**What this task involves:** Retype the line where "For each instance of the short sleeve" appears and each line that follows it down to the last line of the records below. Leave the pictures out.

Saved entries
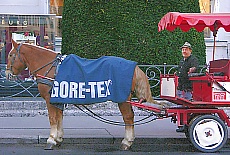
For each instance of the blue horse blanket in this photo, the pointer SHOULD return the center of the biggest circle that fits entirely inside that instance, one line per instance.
(87, 81)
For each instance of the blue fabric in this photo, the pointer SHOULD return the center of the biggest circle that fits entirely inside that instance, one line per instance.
(87, 81)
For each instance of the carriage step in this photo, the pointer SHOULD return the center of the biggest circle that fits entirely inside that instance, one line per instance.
(147, 107)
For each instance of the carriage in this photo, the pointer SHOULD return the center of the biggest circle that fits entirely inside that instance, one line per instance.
(202, 120)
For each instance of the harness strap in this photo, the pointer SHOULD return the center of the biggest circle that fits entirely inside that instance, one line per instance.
(45, 81)
(18, 49)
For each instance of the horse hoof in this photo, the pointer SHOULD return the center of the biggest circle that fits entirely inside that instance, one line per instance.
(58, 144)
(125, 147)
(49, 147)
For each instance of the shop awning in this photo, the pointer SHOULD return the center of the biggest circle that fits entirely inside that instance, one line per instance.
(186, 21)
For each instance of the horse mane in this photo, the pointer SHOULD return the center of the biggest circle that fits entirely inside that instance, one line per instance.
(36, 47)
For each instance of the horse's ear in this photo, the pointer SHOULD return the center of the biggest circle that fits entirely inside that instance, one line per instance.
(15, 45)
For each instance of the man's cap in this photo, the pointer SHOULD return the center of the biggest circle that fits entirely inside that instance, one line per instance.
(187, 44)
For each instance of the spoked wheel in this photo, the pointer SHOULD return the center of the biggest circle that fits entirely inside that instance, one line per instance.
(208, 133)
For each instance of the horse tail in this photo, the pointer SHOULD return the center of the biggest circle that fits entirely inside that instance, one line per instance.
(142, 87)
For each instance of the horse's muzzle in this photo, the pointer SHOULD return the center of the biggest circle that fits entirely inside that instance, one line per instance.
(9, 75)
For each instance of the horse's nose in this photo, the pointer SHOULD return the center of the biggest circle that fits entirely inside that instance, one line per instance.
(9, 75)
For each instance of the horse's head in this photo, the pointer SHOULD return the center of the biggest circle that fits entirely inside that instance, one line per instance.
(15, 62)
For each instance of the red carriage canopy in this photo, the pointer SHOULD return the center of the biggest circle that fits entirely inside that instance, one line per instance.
(186, 21)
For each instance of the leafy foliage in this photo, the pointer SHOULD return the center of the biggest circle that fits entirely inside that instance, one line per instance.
(128, 29)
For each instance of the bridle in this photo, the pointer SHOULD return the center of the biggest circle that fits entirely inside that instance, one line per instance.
(54, 63)
(13, 59)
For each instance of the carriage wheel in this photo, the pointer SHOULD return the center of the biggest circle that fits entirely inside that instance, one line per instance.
(208, 133)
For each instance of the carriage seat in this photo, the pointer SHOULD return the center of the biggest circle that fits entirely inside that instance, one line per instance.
(220, 66)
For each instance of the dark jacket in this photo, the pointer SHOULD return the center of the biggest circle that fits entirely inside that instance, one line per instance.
(183, 69)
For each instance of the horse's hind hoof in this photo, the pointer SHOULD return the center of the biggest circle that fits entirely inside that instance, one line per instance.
(125, 147)
(49, 147)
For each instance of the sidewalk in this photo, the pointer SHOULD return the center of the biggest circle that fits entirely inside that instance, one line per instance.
(81, 129)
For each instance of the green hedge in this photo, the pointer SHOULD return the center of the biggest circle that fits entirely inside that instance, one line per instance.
(128, 29)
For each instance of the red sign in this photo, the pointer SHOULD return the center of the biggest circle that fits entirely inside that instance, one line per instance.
(219, 96)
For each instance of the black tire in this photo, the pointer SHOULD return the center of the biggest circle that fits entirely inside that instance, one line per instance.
(208, 133)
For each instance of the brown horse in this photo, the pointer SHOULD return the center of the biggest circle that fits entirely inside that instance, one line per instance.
(41, 61)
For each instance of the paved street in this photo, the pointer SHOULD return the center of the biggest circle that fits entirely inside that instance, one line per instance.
(85, 135)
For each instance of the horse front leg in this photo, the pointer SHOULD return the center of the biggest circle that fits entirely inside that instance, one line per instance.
(128, 117)
(56, 126)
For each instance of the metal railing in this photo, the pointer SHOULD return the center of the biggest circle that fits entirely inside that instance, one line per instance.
(27, 87)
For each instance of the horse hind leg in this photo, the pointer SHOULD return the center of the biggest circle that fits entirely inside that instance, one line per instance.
(128, 117)
(56, 128)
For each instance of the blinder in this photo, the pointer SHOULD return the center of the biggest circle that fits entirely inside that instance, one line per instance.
(14, 58)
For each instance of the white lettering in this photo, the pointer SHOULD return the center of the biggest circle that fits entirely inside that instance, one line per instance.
(92, 87)
(55, 89)
(81, 90)
(100, 88)
(73, 90)
(64, 90)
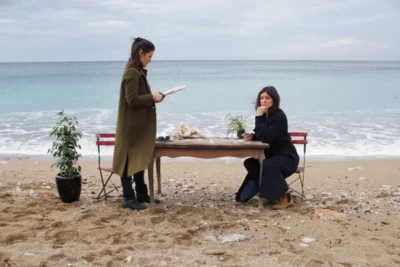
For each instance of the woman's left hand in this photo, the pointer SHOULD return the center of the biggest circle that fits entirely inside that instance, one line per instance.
(247, 136)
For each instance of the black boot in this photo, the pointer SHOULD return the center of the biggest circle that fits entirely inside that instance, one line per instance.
(132, 204)
(141, 189)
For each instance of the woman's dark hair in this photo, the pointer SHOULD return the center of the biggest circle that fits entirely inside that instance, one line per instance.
(140, 44)
(273, 93)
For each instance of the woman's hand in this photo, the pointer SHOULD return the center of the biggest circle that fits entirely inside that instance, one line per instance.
(247, 136)
(158, 97)
(261, 110)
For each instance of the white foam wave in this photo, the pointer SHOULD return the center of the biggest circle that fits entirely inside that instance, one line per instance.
(354, 134)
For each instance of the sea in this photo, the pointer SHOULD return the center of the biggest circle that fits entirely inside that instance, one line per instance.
(350, 109)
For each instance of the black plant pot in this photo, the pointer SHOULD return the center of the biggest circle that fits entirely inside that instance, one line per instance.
(69, 188)
(239, 133)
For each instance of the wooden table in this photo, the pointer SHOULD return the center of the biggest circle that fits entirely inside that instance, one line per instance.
(205, 148)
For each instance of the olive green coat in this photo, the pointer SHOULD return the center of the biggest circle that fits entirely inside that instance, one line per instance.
(136, 123)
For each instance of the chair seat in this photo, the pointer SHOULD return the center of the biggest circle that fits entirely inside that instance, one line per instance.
(107, 169)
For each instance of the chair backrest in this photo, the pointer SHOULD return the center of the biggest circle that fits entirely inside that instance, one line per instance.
(103, 139)
(299, 138)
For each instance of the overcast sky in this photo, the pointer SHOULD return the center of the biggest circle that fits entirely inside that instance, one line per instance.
(83, 30)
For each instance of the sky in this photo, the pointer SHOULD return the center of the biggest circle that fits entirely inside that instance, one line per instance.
(97, 30)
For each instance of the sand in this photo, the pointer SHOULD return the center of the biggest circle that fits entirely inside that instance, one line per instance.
(351, 217)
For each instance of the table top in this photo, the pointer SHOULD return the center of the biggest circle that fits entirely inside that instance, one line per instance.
(212, 143)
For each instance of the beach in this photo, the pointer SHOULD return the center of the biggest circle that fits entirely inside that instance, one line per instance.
(350, 217)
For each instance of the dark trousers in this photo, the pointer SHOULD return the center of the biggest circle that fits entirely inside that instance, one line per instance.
(127, 188)
(275, 171)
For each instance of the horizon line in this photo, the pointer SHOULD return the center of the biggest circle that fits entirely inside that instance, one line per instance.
(121, 60)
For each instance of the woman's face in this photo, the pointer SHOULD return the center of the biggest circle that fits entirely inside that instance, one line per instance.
(266, 100)
(145, 58)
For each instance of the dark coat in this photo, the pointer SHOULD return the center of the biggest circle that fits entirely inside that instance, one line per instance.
(273, 129)
(136, 123)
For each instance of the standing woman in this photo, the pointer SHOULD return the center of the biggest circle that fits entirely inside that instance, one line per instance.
(136, 125)
(281, 159)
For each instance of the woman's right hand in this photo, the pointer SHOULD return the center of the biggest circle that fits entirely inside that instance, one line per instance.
(157, 98)
(261, 110)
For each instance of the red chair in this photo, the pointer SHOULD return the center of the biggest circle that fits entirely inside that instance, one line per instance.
(300, 138)
(105, 139)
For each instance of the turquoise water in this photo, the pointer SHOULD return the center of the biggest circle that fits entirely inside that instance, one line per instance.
(348, 108)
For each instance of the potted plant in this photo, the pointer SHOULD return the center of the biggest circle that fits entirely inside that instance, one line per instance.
(236, 124)
(65, 151)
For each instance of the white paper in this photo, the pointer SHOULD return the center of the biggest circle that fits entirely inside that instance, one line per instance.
(174, 90)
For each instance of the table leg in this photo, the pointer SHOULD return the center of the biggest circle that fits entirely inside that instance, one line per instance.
(151, 180)
(261, 157)
(158, 167)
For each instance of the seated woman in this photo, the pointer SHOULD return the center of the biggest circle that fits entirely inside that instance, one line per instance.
(281, 158)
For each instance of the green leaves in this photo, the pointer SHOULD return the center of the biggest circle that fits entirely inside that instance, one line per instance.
(65, 147)
(236, 123)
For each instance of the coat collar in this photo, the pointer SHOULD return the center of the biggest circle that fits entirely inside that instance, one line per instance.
(143, 72)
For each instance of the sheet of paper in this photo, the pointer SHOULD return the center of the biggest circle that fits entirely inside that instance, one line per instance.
(174, 89)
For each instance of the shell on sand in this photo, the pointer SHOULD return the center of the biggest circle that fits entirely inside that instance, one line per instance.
(329, 215)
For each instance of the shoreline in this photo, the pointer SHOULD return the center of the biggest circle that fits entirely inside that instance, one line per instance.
(91, 158)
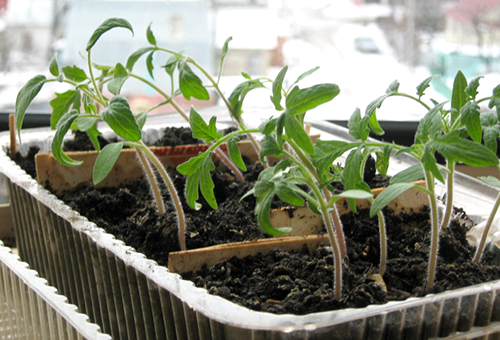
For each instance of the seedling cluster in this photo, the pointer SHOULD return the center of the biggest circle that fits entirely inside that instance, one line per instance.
(301, 172)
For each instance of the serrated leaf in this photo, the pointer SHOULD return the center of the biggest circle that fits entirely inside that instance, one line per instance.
(235, 154)
(106, 161)
(132, 59)
(470, 118)
(62, 128)
(74, 73)
(306, 74)
(295, 130)
(54, 67)
(430, 125)
(268, 126)
(302, 100)
(383, 160)
(358, 127)
(377, 103)
(326, 152)
(490, 137)
(270, 147)
(171, 65)
(93, 134)
(278, 88)
(387, 195)
(106, 26)
(488, 119)
(458, 97)
(239, 93)
(24, 98)
(286, 191)
(149, 64)
(121, 119)
(119, 78)
(465, 151)
(425, 85)
(490, 180)
(411, 174)
(374, 125)
(62, 103)
(471, 89)
(85, 124)
(150, 36)
(430, 164)
(190, 84)
(201, 129)
(393, 87)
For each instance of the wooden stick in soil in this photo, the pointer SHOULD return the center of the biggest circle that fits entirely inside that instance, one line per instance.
(12, 130)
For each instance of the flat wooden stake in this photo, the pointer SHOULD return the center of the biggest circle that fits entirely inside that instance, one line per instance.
(12, 129)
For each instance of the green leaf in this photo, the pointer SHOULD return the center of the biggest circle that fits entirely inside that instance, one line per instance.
(387, 195)
(306, 74)
(106, 161)
(62, 128)
(425, 85)
(62, 103)
(430, 125)
(141, 118)
(201, 129)
(93, 134)
(171, 65)
(197, 170)
(488, 119)
(295, 130)
(286, 191)
(150, 36)
(119, 78)
(374, 125)
(149, 64)
(267, 127)
(465, 151)
(302, 100)
(377, 103)
(225, 48)
(470, 118)
(490, 137)
(74, 73)
(383, 159)
(458, 97)
(495, 101)
(54, 67)
(190, 84)
(411, 174)
(132, 59)
(358, 127)
(235, 154)
(471, 89)
(393, 87)
(24, 98)
(239, 93)
(270, 147)
(121, 119)
(490, 180)
(278, 88)
(326, 152)
(429, 162)
(106, 26)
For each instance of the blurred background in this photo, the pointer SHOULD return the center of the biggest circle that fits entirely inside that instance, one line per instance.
(360, 45)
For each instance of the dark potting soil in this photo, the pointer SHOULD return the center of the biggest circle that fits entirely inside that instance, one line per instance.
(302, 282)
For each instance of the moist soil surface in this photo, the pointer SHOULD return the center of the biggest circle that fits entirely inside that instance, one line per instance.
(283, 282)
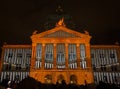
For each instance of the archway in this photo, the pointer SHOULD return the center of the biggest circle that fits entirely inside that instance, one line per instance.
(73, 79)
(48, 79)
(60, 79)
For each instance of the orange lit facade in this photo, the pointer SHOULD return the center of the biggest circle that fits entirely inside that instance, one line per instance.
(64, 53)
(61, 54)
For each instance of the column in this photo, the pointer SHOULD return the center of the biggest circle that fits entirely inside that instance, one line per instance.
(55, 57)
(43, 56)
(66, 55)
(2, 59)
(88, 59)
(78, 56)
(33, 58)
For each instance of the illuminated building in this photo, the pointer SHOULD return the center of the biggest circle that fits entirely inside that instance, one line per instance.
(61, 54)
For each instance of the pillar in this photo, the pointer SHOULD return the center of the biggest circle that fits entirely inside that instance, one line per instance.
(43, 56)
(33, 58)
(88, 58)
(66, 55)
(2, 59)
(78, 56)
(55, 57)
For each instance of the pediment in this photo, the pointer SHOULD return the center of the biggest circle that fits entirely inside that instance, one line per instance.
(60, 32)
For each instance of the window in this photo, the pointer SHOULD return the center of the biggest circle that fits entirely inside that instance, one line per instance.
(112, 55)
(10, 55)
(28, 55)
(19, 55)
(92, 55)
(101, 55)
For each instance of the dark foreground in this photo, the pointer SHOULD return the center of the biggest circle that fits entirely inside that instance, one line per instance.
(30, 83)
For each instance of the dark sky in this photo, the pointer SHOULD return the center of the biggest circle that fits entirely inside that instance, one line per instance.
(19, 18)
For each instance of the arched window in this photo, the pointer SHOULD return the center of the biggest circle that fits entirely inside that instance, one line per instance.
(48, 79)
(60, 79)
(73, 79)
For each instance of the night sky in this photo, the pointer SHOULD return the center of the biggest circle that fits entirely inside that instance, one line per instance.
(19, 18)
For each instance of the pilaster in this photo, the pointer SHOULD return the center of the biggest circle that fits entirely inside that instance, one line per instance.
(88, 58)
(78, 55)
(43, 56)
(33, 56)
(66, 55)
(55, 56)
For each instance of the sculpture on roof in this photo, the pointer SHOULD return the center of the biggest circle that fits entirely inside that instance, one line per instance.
(60, 22)
(35, 32)
(86, 32)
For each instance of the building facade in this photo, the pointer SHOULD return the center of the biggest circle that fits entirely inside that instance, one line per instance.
(61, 54)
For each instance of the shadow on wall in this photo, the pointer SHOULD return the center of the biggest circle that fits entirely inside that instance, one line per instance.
(30, 83)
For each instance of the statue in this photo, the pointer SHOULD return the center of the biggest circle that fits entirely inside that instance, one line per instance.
(86, 32)
(60, 23)
(35, 32)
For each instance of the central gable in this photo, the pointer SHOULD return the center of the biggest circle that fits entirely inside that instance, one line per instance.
(60, 34)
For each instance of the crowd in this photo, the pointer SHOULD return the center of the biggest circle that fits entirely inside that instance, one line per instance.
(30, 83)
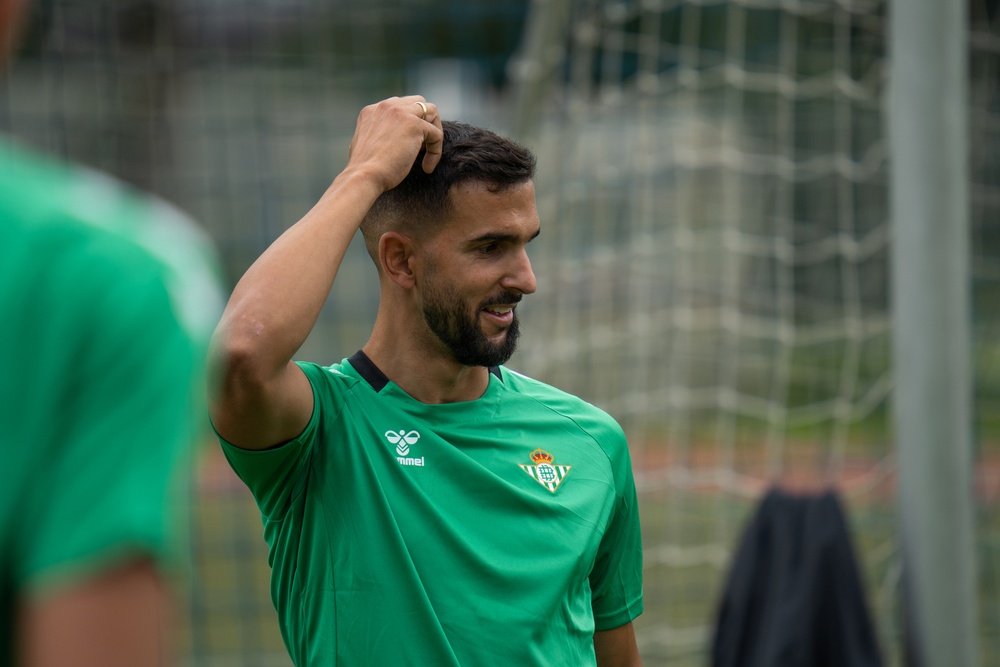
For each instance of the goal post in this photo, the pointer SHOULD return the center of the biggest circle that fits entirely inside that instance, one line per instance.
(927, 125)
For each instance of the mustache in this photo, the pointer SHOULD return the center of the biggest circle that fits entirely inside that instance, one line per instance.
(506, 298)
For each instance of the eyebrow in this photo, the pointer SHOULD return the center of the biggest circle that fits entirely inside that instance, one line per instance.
(501, 238)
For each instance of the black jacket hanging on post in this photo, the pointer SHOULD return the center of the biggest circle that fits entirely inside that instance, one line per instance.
(794, 596)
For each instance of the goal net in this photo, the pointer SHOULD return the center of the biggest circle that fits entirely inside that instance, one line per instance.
(713, 186)
(714, 272)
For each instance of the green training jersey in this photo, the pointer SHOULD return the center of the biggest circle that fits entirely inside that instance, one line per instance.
(108, 299)
(499, 531)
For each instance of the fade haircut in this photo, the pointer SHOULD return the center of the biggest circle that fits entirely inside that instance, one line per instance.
(421, 202)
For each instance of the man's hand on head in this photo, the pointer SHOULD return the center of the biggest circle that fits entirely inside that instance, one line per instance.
(390, 134)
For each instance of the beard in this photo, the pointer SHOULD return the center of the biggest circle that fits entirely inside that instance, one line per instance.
(447, 317)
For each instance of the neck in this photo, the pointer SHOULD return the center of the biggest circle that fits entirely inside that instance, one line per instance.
(417, 362)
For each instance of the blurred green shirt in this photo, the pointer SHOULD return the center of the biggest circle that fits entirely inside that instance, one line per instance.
(499, 531)
(107, 299)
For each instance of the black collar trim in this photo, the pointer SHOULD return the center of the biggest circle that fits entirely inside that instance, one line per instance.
(371, 373)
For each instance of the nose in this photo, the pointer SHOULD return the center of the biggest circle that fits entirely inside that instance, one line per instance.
(520, 277)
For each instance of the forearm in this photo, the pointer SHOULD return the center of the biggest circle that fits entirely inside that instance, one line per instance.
(278, 300)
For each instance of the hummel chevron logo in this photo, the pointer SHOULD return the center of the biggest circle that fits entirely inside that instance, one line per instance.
(403, 439)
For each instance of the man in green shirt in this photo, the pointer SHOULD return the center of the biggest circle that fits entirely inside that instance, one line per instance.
(108, 298)
(423, 504)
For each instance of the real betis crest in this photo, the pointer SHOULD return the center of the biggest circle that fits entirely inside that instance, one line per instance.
(545, 471)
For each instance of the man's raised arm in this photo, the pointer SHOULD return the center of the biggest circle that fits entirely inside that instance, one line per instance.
(264, 398)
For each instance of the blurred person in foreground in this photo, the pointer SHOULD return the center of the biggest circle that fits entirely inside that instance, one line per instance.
(109, 298)
(424, 504)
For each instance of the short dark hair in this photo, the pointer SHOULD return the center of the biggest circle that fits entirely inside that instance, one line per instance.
(421, 201)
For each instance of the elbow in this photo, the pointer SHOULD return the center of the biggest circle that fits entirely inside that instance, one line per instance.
(240, 364)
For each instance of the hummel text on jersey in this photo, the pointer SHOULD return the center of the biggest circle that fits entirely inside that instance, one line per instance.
(410, 460)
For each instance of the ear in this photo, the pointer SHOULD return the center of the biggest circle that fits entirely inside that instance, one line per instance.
(395, 256)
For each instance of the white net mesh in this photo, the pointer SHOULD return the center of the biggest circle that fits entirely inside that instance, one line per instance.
(714, 269)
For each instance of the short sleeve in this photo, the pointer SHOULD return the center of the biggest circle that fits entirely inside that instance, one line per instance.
(123, 382)
(616, 579)
(276, 476)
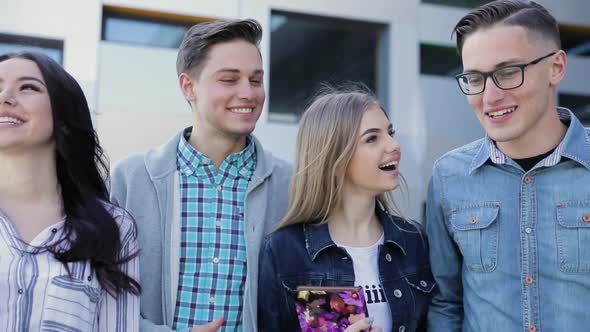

**Task answer:**
For each instance of the short sleeve in this photo, the pointer SHOULD return the center of the biggest circle that fits entirely inside that instance, one line per instance.
(123, 382)
(616, 579)
(276, 476)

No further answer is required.